▼
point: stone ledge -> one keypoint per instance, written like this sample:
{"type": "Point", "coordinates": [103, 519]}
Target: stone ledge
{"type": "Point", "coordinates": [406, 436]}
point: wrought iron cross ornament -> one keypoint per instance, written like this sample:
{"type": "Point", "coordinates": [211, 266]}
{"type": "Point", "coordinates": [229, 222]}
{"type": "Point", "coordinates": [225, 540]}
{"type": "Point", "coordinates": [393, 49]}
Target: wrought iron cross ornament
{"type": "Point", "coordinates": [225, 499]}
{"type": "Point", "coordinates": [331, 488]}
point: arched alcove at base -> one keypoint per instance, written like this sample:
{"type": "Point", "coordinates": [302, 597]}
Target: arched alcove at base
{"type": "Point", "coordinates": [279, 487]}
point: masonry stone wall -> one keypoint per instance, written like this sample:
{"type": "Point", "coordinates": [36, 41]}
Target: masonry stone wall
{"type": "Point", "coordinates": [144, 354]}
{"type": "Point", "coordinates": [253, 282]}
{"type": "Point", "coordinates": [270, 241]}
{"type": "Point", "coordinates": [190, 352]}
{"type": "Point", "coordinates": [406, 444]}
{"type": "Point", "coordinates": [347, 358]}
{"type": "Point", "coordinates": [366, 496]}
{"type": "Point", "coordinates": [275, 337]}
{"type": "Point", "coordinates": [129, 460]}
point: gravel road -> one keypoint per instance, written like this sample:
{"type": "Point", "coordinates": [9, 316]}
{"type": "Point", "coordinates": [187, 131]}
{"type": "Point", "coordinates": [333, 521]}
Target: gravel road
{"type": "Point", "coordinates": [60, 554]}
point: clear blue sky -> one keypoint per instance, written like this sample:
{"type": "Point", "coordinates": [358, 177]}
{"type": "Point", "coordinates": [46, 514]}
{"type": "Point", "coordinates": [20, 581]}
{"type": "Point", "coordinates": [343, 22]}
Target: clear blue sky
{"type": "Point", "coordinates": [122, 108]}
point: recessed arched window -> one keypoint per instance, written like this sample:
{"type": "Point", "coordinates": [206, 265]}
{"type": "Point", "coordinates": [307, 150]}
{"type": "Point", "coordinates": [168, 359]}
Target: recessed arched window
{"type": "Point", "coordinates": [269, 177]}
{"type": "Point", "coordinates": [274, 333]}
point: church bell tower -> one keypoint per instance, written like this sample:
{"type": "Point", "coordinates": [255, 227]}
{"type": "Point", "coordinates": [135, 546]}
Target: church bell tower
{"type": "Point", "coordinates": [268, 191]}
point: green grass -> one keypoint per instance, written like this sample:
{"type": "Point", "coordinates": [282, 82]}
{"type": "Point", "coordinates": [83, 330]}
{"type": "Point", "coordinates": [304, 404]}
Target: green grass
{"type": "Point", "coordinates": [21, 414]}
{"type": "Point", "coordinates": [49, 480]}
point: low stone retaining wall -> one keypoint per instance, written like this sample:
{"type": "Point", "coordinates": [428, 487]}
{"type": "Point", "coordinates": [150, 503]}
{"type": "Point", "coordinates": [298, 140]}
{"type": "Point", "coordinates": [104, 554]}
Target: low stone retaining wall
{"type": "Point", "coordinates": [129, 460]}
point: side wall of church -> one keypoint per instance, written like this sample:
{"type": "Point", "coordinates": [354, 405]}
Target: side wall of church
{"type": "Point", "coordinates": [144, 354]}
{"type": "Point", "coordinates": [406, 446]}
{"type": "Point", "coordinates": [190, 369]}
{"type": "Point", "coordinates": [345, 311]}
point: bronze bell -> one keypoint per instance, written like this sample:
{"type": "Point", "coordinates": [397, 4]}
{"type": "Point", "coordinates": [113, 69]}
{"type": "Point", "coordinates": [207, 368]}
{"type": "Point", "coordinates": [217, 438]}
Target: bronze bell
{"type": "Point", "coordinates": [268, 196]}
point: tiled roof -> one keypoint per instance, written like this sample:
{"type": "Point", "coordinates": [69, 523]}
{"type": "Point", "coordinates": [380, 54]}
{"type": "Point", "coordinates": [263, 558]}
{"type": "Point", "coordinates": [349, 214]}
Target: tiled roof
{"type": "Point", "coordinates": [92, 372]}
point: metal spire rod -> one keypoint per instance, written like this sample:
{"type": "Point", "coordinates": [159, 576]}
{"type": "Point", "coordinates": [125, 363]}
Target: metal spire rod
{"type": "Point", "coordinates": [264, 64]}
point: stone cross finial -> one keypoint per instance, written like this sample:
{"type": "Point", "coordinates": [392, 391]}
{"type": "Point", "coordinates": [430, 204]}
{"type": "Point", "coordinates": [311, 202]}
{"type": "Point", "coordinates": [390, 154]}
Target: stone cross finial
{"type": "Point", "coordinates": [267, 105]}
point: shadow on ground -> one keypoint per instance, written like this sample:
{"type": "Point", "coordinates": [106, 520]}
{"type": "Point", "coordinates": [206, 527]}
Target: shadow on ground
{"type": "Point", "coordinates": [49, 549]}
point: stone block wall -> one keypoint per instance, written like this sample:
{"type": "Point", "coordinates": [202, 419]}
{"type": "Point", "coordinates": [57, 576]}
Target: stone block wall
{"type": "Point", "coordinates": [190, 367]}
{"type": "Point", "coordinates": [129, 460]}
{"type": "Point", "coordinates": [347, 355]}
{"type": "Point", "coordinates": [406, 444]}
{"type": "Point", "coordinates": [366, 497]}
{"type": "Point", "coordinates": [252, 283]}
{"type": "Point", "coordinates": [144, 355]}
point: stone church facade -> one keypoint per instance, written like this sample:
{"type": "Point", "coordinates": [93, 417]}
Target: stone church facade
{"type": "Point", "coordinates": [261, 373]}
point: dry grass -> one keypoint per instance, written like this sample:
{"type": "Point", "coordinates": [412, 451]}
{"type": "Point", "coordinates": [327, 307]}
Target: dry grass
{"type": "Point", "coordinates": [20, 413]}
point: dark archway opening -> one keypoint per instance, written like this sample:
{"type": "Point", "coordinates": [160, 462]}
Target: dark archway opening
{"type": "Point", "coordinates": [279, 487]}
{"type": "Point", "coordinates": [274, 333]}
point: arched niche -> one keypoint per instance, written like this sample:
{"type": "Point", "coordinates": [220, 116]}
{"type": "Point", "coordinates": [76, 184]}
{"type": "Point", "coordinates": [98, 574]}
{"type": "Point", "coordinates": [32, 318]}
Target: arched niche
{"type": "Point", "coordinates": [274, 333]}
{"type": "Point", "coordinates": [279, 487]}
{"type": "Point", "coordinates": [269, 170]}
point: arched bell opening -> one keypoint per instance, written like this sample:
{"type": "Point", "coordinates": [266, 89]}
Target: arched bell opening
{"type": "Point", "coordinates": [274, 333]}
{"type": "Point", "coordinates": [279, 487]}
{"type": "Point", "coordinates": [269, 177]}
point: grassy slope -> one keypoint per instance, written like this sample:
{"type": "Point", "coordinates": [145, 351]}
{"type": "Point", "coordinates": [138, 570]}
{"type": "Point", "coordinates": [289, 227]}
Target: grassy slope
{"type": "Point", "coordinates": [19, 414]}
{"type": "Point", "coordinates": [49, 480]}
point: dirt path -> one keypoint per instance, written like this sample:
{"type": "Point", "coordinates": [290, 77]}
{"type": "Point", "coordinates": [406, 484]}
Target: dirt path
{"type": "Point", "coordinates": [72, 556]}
▲
Work instruction: An exact transcription of all the entries is needed.

Finished exercise:
point: stone ledge -> one keypoint per instance, written like this sample:
{"type": "Point", "coordinates": [103, 519]}
Target: stone ledge
{"type": "Point", "coordinates": [406, 436]}
point: wrought iron cross ornament -> one keypoint per instance, written like this sample:
{"type": "Point", "coordinates": [211, 266]}
{"type": "Point", "coordinates": [229, 222]}
{"type": "Point", "coordinates": [225, 540]}
{"type": "Point", "coordinates": [393, 49]}
Target: wrought iron cross ornament
{"type": "Point", "coordinates": [225, 499]}
{"type": "Point", "coordinates": [331, 488]}
point: arched alcove at base -> one keypoint per instance, written like this sample:
{"type": "Point", "coordinates": [302, 597]}
Target: arched alcove at base
{"type": "Point", "coordinates": [279, 487]}
point: masonry stone wall -> one keypoint per instance, written like this sample:
{"type": "Point", "coordinates": [36, 41]}
Target: masonry stone wall
{"type": "Point", "coordinates": [144, 354]}
{"type": "Point", "coordinates": [253, 282]}
{"type": "Point", "coordinates": [270, 241]}
{"type": "Point", "coordinates": [190, 352]}
{"type": "Point", "coordinates": [406, 444]}
{"type": "Point", "coordinates": [347, 358]}
{"type": "Point", "coordinates": [366, 496]}
{"type": "Point", "coordinates": [275, 337]}
{"type": "Point", "coordinates": [129, 460]}
point: gravel road -> one keypoint per instance, written like this sample:
{"type": "Point", "coordinates": [9, 316]}
{"type": "Point", "coordinates": [187, 131]}
{"type": "Point", "coordinates": [333, 521]}
Target: gravel road
{"type": "Point", "coordinates": [60, 554]}
point: clear blue sky -> one keypoint per instance, written like this sample:
{"type": "Point", "coordinates": [358, 177]}
{"type": "Point", "coordinates": [46, 514]}
{"type": "Point", "coordinates": [20, 581]}
{"type": "Point", "coordinates": [343, 22]}
Target: clear blue sky
{"type": "Point", "coordinates": [122, 108]}
point: recessed arched window -> one keypoint per instance, written like this sample:
{"type": "Point", "coordinates": [206, 265]}
{"type": "Point", "coordinates": [307, 150]}
{"type": "Point", "coordinates": [168, 359]}
Target: recessed arched window
{"type": "Point", "coordinates": [269, 177]}
{"type": "Point", "coordinates": [274, 333]}
point: church bell tower -> one keypoint per instance, written like this sample:
{"type": "Point", "coordinates": [255, 227]}
{"type": "Point", "coordinates": [135, 546]}
Target: church bell tower
{"type": "Point", "coordinates": [268, 191]}
point: green grass -> one keypoint per instance, written like this sample:
{"type": "Point", "coordinates": [282, 82]}
{"type": "Point", "coordinates": [83, 330]}
{"type": "Point", "coordinates": [304, 404]}
Target: green grass
{"type": "Point", "coordinates": [21, 414]}
{"type": "Point", "coordinates": [49, 480]}
point: low stone retaining wall -> one keypoint per instance, written like this sample:
{"type": "Point", "coordinates": [428, 487]}
{"type": "Point", "coordinates": [150, 503]}
{"type": "Point", "coordinates": [298, 140]}
{"type": "Point", "coordinates": [104, 554]}
Target: low stone retaining wall
{"type": "Point", "coordinates": [129, 460]}
point: side wall of church -> one keypoint per instance, written like this sample:
{"type": "Point", "coordinates": [354, 405]}
Target: side wall of church
{"type": "Point", "coordinates": [144, 354]}
{"type": "Point", "coordinates": [406, 446]}
{"type": "Point", "coordinates": [190, 369]}
{"type": "Point", "coordinates": [345, 311]}
point: bronze bell -> one keypoint per instance, written like this sample:
{"type": "Point", "coordinates": [397, 4]}
{"type": "Point", "coordinates": [113, 69]}
{"type": "Point", "coordinates": [207, 368]}
{"type": "Point", "coordinates": [217, 438]}
Target: bronze bell
{"type": "Point", "coordinates": [268, 196]}
point: tiled roof -> one keypoint per instance, written like this sample:
{"type": "Point", "coordinates": [69, 523]}
{"type": "Point", "coordinates": [380, 54]}
{"type": "Point", "coordinates": [263, 558]}
{"type": "Point", "coordinates": [349, 214]}
Target: tiled roof
{"type": "Point", "coordinates": [92, 372]}
point: metal spire rod -> one keypoint per instance, written like this sample:
{"type": "Point", "coordinates": [159, 576]}
{"type": "Point", "coordinates": [125, 363]}
Target: metal spire rod
{"type": "Point", "coordinates": [264, 64]}
point: stone cross finial -> one keypoint per instance, written like this sample:
{"type": "Point", "coordinates": [392, 391]}
{"type": "Point", "coordinates": [430, 204]}
{"type": "Point", "coordinates": [311, 202]}
{"type": "Point", "coordinates": [390, 154]}
Target: stone cross finial
{"type": "Point", "coordinates": [267, 105]}
point: shadow on ground -> one keypoint per instance, written like this sample:
{"type": "Point", "coordinates": [106, 520]}
{"type": "Point", "coordinates": [206, 527]}
Target: shadow on ground
{"type": "Point", "coordinates": [49, 549]}
point: stone block wall -> one keypoint per instance, written like this sample:
{"type": "Point", "coordinates": [202, 419]}
{"type": "Point", "coordinates": [57, 576]}
Target: stone block wall
{"type": "Point", "coordinates": [190, 367]}
{"type": "Point", "coordinates": [129, 460]}
{"type": "Point", "coordinates": [347, 355]}
{"type": "Point", "coordinates": [406, 444]}
{"type": "Point", "coordinates": [366, 497]}
{"type": "Point", "coordinates": [252, 283]}
{"type": "Point", "coordinates": [144, 355]}
point: stone church facade -> one keypoint per instance, written like this sample:
{"type": "Point", "coordinates": [93, 417]}
Target: stone church facade
{"type": "Point", "coordinates": [261, 373]}
point: dry grass -> one keypoint per instance, written like this sample:
{"type": "Point", "coordinates": [412, 451]}
{"type": "Point", "coordinates": [327, 307]}
Target: dry grass
{"type": "Point", "coordinates": [20, 413]}
point: dark archway opening -> one keypoint per instance, written like this sample:
{"type": "Point", "coordinates": [160, 462]}
Target: dark archway opening
{"type": "Point", "coordinates": [279, 487]}
{"type": "Point", "coordinates": [274, 333]}
point: arched niche -> one keypoint per instance, written like this sample:
{"type": "Point", "coordinates": [220, 116]}
{"type": "Point", "coordinates": [76, 184]}
{"type": "Point", "coordinates": [98, 574]}
{"type": "Point", "coordinates": [32, 318]}
Target: arched niche
{"type": "Point", "coordinates": [274, 333]}
{"type": "Point", "coordinates": [279, 487]}
{"type": "Point", "coordinates": [269, 170]}
point: arched bell opening -> one keypoint per instance, written like this sample:
{"type": "Point", "coordinates": [266, 89]}
Target: arched bell opening
{"type": "Point", "coordinates": [274, 333]}
{"type": "Point", "coordinates": [279, 487]}
{"type": "Point", "coordinates": [269, 177]}
point: grassy slope -> one keypoint per instance, written like this sample:
{"type": "Point", "coordinates": [145, 351]}
{"type": "Point", "coordinates": [138, 570]}
{"type": "Point", "coordinates": [289, 227]}
Target: grassy slope
{"type": "Point", "coordinates": [19, 414]}
{"type": "Point", "coordinates": [49, 480]}
point: dirt path -> one keypoint per instance, written like this sample:
{"type": "Point", "coordinates": [290, 77]}
{"type": "Point", "coordinates": [406, 484]}
Target: dirt path
{"type": "Point", "coordinates": [72, 556]}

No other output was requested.